::: Extract :::
The Hindi word Garima in English has multiple meanings like greatness, glory, dignity. This beautifully done video – part of Mission Garima by Tata trust – can potentially act as a conversation starter among our middle class and elite junta, where they begin to see their fellow invisibles. Also, it might challenge the existing list of desh chalane wale (the ones who run the country) beyond politicians, police, doctors, etc. to our sanitation workers. The poetic nature of the video is mesmerizing and perfect for our typical Indian junta's hearts to melt. Once full of emotions who would then care to look beyond and see the logic.
What this beautifully made video misses is logic and reasoning, at multiple levels. To start with the process of restoring the lost dignity needs calling out the very cause of it. Which goes for amiss in this video. Talking of manual scavenging and not mentioning the social stigma and political lag associated with it is absurd.
:::
■ Directive 1
Select every line of the records that contains the word "pink" and copy those lines.
::: Input rows :::
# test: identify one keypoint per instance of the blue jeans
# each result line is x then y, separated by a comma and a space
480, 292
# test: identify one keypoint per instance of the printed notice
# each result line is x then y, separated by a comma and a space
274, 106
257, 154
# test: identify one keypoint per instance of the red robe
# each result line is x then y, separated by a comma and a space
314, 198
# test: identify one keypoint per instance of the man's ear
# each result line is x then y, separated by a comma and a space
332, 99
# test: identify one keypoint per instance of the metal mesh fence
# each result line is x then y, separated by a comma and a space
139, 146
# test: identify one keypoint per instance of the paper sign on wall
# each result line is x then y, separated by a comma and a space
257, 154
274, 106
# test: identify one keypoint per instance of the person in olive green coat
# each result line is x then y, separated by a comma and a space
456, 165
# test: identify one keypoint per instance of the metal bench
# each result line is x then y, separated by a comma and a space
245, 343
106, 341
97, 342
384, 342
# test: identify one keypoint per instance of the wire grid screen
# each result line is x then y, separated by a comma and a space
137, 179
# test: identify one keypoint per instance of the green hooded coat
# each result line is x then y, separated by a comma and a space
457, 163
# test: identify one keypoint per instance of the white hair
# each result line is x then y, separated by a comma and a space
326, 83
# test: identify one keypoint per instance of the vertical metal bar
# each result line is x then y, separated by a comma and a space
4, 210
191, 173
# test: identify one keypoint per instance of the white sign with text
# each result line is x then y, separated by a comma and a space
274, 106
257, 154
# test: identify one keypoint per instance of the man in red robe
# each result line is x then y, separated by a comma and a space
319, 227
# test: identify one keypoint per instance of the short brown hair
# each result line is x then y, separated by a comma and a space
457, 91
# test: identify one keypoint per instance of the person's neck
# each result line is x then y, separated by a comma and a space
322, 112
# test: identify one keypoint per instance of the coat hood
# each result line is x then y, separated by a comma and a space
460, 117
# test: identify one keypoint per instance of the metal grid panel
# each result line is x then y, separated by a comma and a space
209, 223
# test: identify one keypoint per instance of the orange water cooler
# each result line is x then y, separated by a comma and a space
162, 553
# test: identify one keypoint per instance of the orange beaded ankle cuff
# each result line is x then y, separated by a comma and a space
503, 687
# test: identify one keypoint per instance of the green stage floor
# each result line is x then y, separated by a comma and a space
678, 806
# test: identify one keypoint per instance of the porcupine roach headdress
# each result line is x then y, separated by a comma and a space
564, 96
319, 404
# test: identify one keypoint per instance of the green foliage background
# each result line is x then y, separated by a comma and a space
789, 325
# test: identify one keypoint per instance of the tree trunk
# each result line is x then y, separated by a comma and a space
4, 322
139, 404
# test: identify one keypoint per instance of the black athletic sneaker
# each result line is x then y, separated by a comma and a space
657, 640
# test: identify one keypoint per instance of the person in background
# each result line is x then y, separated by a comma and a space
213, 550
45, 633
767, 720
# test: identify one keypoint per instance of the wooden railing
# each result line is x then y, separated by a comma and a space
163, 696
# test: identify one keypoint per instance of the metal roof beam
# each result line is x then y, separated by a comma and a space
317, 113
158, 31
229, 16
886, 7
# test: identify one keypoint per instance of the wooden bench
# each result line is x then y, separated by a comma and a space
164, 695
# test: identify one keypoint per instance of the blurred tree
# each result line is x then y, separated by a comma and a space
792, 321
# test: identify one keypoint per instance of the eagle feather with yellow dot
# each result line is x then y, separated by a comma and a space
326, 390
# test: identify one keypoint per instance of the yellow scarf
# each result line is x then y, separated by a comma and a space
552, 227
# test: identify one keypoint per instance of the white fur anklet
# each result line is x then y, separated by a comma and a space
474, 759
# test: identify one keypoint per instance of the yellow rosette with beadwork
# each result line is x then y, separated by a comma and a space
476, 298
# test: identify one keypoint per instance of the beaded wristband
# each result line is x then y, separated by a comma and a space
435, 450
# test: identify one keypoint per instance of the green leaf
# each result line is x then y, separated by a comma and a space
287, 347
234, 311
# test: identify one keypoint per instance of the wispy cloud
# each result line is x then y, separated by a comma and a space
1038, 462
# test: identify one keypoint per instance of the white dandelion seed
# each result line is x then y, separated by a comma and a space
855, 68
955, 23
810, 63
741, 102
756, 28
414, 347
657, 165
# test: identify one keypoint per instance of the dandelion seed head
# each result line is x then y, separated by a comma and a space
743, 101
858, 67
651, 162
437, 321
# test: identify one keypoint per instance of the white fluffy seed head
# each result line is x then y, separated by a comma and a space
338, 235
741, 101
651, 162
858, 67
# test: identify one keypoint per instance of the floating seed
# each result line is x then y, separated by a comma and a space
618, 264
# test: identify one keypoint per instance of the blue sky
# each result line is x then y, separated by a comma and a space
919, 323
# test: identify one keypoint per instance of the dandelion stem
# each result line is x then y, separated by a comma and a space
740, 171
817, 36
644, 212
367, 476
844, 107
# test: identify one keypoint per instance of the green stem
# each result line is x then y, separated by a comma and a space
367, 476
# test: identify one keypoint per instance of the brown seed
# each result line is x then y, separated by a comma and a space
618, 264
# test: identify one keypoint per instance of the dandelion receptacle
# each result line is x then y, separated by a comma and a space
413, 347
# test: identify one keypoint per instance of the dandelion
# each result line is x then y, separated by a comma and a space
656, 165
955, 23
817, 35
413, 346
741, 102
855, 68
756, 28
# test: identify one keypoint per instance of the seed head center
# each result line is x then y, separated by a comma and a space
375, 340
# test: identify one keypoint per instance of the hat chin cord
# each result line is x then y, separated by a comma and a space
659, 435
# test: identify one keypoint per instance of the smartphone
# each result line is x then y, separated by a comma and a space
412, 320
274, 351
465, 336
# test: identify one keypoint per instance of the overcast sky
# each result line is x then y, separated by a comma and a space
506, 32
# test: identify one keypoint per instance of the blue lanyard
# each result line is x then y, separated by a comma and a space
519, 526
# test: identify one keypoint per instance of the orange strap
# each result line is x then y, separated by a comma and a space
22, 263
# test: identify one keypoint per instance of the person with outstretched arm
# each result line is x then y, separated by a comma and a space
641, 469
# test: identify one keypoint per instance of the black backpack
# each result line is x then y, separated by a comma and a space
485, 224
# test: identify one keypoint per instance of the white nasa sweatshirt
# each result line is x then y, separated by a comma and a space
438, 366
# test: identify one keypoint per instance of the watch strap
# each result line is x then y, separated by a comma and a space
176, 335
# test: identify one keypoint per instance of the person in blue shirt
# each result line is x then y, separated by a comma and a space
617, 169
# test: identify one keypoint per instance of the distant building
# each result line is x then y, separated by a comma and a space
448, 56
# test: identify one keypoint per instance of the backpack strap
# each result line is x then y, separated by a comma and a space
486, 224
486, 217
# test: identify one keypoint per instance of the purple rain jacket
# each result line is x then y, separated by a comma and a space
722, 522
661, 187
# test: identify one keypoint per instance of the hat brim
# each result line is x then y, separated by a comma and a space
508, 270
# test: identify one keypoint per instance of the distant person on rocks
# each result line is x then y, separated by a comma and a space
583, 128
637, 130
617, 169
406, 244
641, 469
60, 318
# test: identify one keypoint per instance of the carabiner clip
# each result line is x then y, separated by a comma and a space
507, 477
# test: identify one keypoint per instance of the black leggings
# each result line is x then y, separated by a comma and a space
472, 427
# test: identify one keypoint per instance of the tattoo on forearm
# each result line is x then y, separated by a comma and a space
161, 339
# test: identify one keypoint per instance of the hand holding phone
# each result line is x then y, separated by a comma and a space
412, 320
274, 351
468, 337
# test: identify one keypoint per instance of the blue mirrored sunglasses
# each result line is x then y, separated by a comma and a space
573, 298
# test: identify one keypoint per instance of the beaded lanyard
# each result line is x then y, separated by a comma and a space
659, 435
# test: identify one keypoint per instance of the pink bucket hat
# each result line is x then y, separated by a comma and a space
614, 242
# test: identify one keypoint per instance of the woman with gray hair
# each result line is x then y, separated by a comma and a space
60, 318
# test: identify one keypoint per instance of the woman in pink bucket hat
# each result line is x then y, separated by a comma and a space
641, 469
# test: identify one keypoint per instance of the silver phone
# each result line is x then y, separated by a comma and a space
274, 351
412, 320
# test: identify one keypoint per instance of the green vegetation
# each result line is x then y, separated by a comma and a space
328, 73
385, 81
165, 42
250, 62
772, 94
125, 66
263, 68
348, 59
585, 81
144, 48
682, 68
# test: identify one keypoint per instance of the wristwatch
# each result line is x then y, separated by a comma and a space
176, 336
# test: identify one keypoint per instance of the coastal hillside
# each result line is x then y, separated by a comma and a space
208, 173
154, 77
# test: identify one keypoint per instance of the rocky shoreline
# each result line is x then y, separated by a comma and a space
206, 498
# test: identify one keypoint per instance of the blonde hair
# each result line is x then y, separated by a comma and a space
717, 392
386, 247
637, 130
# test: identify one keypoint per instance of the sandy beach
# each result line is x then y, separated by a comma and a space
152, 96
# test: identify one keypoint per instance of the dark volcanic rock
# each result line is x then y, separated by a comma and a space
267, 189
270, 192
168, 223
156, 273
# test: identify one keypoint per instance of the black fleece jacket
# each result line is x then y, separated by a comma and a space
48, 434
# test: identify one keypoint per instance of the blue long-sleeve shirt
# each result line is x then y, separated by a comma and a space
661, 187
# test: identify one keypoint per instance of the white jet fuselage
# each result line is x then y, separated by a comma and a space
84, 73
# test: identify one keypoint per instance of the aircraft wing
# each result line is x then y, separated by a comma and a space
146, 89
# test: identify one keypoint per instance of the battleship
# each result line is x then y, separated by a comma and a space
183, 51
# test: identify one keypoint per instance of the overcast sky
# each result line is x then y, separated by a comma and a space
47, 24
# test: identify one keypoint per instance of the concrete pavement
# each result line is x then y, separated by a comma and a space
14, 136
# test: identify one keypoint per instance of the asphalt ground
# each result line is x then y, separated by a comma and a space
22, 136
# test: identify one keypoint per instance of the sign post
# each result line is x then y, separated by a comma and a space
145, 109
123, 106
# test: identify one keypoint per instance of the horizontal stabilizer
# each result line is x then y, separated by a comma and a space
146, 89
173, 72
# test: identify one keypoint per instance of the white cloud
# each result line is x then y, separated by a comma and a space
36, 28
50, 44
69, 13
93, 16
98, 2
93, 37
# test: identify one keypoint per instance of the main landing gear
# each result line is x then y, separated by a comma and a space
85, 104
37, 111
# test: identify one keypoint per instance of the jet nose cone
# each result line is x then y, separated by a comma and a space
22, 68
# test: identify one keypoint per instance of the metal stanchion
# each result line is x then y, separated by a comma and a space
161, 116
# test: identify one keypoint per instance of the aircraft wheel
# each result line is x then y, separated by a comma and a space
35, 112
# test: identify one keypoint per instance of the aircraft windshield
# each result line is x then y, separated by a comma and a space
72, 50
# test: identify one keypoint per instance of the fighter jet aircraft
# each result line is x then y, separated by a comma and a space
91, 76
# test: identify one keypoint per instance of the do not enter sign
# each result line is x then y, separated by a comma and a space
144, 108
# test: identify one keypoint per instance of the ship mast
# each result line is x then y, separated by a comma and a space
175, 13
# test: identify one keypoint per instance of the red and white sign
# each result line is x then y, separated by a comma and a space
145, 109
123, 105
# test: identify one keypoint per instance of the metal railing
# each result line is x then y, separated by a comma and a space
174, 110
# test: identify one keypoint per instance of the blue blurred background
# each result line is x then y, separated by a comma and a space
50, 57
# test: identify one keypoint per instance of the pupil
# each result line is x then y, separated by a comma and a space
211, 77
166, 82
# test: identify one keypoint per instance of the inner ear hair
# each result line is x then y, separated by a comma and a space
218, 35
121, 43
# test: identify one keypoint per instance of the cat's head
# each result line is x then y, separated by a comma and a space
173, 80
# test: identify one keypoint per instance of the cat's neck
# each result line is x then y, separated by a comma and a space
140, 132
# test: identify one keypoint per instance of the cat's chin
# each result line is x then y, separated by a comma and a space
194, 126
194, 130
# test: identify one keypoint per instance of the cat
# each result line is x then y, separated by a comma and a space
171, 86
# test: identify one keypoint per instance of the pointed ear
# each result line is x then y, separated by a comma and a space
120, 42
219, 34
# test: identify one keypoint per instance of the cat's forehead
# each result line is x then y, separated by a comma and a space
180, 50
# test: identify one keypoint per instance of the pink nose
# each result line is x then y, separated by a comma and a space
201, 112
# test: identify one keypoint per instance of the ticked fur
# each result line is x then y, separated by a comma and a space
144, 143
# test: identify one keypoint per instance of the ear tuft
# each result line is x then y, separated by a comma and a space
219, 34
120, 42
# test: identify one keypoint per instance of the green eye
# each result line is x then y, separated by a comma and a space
:::
■ Directive 2
Please continue the commentary on the Mission Garima video, starting after its final sentence.

■ Exercise answer 1
# test: identify one keypoint per instance of the pink bucket hat
# test: identify one keypoint per instance of the woman in pink bucket hat
# test: identify one keypoint per instance of the pink nose

■ Exercise answer 2
Watching this video has left me with a lot of concern around, access to schools the children from such families have, to kind of society we are, that even after a ban on manual scavenging in 2003, we have so many people taking it up as a profession, and not because they want to. Well, it is the C-word, which many privilege class fellows feel has gone now or at least reduced. It is the brunt of caste-based oppression, which is making this young boy’s baba and his likes get there. Getting down in a gutter for a living is a reality of many families in our country where we can afford statues worth crores but can’t get these families a decent way of earning. It is a clear lack of political will even to ensure basic human rights like respectable income or rehabilitation, leave aside ensuring dignity, which again wasn’t addressed in this video.
Another level it bypasses the reasoning is the technical part of the entire concept of waste management. Aaiiyo! The nature of dry and wet wastes going into (green and blue) bins is different from the nature of waste getting into the sewers where our unfortunate lot gets in, to clean up. The logic of waste segregation is useful for the workers working on the landfills to people who are collecting it to people who generate it through their lifestyles. Hence, if we segregate the waste at origin as per the color coded bins and follow the 5R’s (Refuse-Reduce-Reuse-Repurpose-Recycle), and other waste management techniques, we can do a great service to our self and our environment.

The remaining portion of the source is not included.